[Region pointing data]
--- START ---
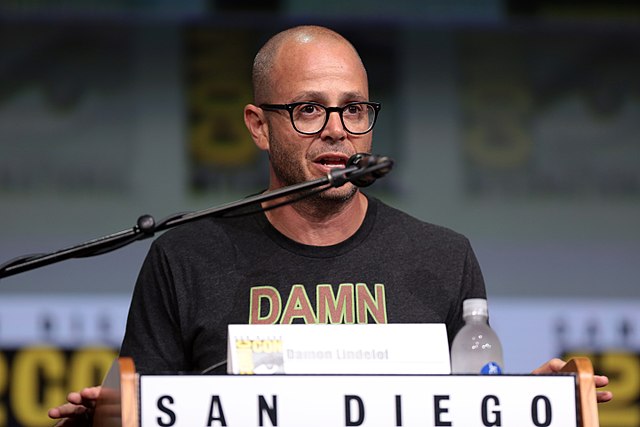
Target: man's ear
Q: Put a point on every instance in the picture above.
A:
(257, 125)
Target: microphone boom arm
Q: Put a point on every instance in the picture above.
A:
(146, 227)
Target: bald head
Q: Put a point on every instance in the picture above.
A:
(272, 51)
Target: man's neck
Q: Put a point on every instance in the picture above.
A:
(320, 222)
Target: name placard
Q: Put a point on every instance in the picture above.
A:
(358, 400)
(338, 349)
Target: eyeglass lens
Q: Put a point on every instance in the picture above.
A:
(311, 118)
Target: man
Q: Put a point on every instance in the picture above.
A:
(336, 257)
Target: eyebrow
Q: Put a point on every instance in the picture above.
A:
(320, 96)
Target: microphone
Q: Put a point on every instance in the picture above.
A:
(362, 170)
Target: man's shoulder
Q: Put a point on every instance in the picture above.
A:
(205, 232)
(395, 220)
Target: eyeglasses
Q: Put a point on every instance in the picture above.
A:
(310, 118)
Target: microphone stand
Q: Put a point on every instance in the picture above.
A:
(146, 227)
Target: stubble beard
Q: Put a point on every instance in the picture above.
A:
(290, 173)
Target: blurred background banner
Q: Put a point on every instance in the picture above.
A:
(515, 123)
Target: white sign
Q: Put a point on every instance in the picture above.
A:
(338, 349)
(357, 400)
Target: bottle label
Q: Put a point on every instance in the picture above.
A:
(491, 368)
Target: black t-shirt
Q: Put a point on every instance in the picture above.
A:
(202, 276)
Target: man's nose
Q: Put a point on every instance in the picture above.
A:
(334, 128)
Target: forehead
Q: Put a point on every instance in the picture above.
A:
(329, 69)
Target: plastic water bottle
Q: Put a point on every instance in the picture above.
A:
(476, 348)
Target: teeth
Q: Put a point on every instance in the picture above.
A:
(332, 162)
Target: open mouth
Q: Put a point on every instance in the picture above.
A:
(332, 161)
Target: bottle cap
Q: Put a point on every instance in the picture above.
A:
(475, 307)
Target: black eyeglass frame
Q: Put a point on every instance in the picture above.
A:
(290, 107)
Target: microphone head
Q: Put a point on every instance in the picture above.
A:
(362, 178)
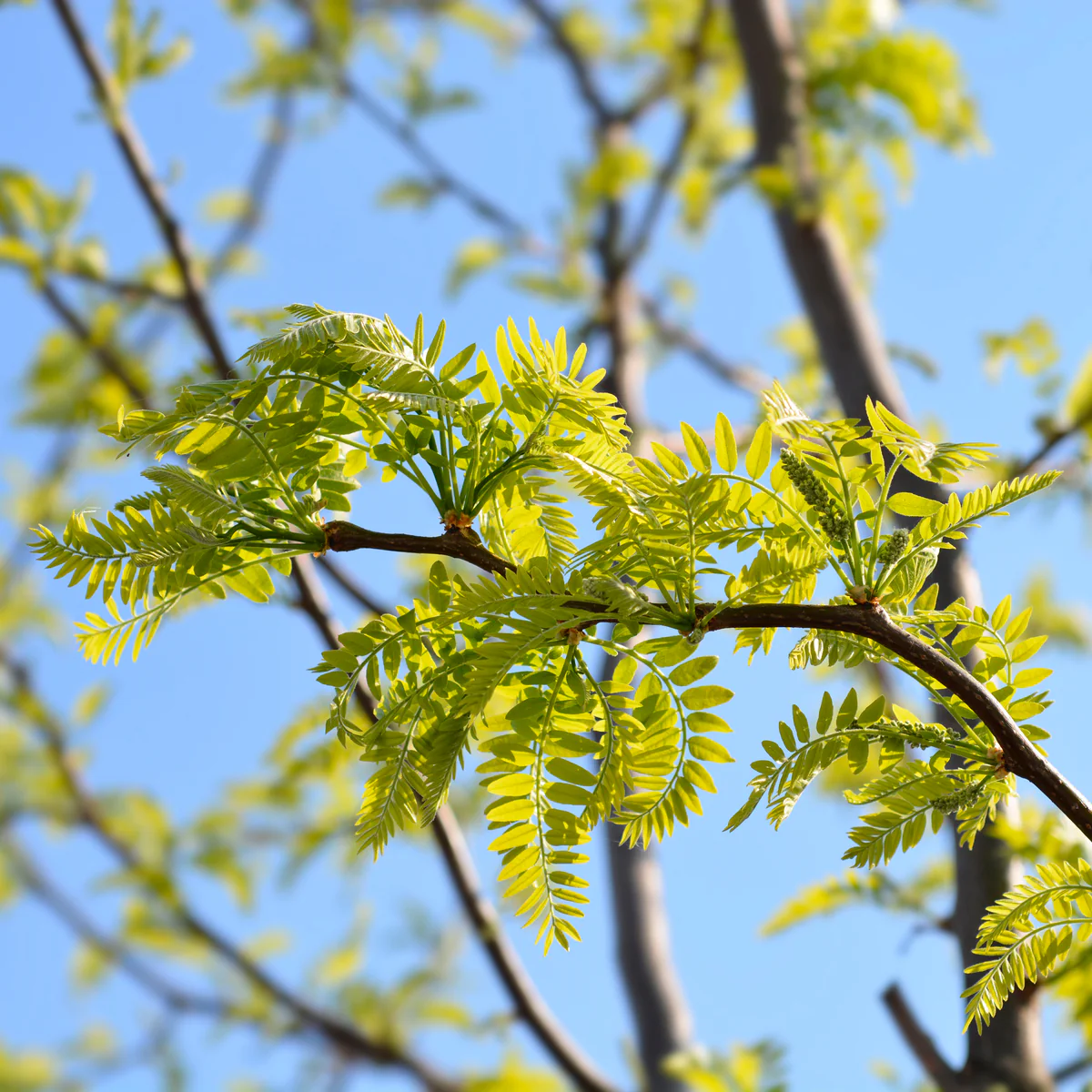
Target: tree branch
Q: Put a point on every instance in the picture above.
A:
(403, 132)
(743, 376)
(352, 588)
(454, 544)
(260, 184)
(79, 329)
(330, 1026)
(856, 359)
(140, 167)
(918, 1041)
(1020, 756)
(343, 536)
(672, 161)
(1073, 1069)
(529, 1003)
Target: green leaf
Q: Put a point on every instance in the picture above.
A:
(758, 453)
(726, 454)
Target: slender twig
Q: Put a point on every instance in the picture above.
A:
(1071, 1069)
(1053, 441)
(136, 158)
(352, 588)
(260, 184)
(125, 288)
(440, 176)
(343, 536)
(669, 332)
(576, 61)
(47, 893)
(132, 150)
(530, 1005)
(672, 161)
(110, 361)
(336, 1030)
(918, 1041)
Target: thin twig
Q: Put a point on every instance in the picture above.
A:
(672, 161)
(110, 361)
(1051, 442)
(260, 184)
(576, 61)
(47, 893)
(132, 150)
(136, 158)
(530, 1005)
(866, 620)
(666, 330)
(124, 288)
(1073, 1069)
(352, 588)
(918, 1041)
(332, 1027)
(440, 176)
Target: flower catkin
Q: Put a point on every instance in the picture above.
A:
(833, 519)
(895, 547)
--- END ---
--- START ---
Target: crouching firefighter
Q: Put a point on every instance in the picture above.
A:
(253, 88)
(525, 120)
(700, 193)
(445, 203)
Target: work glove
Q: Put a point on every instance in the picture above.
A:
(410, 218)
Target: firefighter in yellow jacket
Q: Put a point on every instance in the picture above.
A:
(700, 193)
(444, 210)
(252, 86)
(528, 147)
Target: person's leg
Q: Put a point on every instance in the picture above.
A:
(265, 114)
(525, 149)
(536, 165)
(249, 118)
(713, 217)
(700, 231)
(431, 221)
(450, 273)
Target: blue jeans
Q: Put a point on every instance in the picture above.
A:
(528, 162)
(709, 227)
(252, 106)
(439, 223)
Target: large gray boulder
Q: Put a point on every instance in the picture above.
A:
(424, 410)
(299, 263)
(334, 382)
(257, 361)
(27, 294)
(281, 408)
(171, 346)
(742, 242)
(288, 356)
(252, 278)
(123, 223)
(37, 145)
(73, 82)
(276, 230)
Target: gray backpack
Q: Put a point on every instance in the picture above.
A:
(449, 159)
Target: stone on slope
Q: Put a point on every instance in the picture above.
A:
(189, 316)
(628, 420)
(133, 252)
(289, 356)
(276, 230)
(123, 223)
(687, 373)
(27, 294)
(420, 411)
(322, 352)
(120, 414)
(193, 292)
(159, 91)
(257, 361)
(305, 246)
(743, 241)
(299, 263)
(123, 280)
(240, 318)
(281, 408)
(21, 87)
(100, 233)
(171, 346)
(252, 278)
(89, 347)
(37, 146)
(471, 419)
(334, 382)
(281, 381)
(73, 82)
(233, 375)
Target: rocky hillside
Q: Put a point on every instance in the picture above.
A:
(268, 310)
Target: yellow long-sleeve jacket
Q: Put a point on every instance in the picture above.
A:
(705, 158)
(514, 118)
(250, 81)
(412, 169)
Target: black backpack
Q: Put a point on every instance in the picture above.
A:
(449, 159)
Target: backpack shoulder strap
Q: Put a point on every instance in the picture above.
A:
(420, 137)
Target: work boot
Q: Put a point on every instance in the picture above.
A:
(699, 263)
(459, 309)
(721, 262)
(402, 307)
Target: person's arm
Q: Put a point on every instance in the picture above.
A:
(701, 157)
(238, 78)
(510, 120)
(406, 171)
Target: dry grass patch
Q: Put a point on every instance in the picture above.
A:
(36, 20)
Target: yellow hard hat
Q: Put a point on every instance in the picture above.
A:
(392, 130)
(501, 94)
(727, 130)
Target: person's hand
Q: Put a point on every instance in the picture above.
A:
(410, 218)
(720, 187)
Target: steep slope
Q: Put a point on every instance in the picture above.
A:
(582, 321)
--- END ---
List every line above that holds the word "twig".

OUTPUT FOR THIS EXERCISE:
Target: slender twig
Target: thin twig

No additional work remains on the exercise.